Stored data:

★ ★ ★

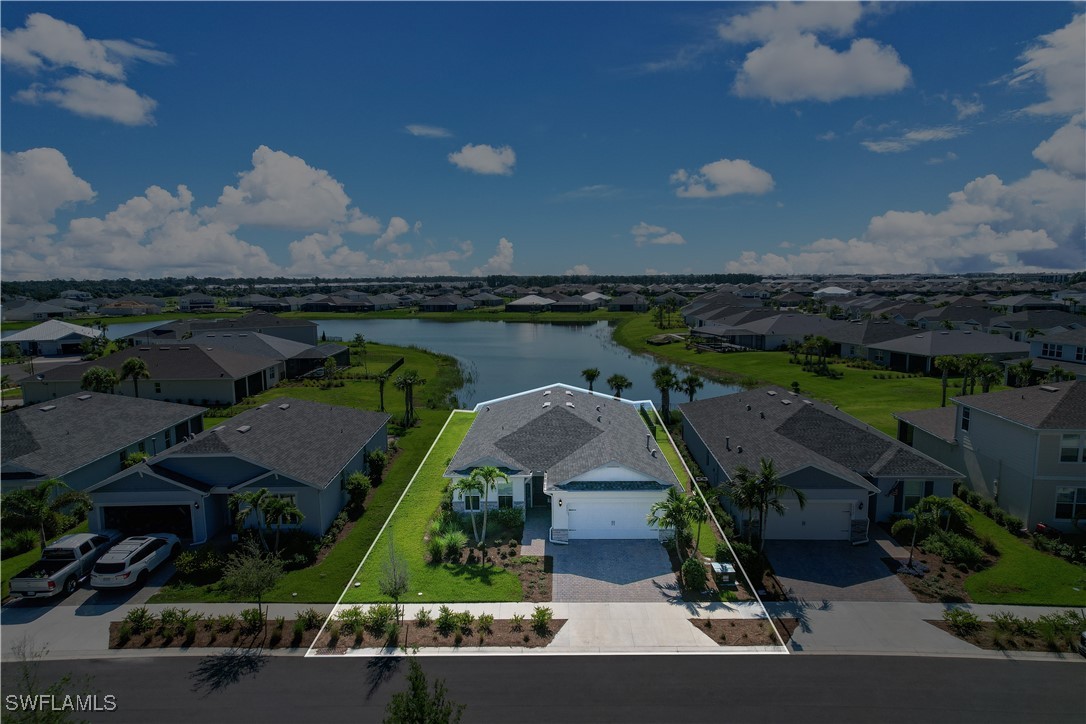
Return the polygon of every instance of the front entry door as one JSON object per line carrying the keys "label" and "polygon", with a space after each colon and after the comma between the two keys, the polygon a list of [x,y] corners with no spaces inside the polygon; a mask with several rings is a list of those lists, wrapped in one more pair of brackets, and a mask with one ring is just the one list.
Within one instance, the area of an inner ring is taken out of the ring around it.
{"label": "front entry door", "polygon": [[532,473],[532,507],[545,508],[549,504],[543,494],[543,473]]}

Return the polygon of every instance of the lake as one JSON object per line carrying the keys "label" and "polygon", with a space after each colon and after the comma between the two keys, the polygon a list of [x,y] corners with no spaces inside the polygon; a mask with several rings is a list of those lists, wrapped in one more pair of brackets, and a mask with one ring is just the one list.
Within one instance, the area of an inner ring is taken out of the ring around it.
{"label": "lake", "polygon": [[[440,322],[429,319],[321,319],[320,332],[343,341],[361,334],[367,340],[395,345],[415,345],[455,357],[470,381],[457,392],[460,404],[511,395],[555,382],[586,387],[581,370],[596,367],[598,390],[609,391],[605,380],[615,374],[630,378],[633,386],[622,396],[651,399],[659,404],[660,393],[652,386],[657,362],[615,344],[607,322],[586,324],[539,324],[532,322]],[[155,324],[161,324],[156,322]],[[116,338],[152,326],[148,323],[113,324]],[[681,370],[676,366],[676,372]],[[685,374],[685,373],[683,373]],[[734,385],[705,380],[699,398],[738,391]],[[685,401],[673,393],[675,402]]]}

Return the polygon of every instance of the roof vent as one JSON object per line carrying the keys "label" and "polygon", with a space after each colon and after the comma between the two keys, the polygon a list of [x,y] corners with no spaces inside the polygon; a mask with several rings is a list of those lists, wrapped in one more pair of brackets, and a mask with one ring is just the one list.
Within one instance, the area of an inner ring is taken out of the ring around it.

★ ★ ★

### [WORK ORDER]
Given the data above, which lines hold the string "object"? Return them.

### [SOLUTION FOR THIS EXERCISE]
Return the polygon of every instance of the front entry door as one JSON object per line carrying the keys "label" and "polygon", with a space after each colon and after the comma between the two keys, the polygon a list of [x,y] corners with no spaces inside the polygon; a mask with several rings is a list of those lists, wrapped in one more pair of brackets, and a mask with one ring is just the one list.
Return the polygon of every instance of the lake as one JSON object per line carrying the keys "label" and "polygon", with a space after each colon and after the comma between the two keys, the polygon a list of [x,y] corners with no spaces inside the polygon; a mask with several rings is a list of those lists, wrapped in one more pair of brackets, and a mask with one ring is just the one list.
Return the polygon of every instance of the roof vent as one JSON object per line carrying the keys "label" and "polygon", with a space after each colon and after the comma between the two keys, the polygon a list of [x,y] corners with no spaces inside the polygon; a mask with several rings is a list of those lists, wrapped in one more pair of brackets, and a mask with one ring is just the one list.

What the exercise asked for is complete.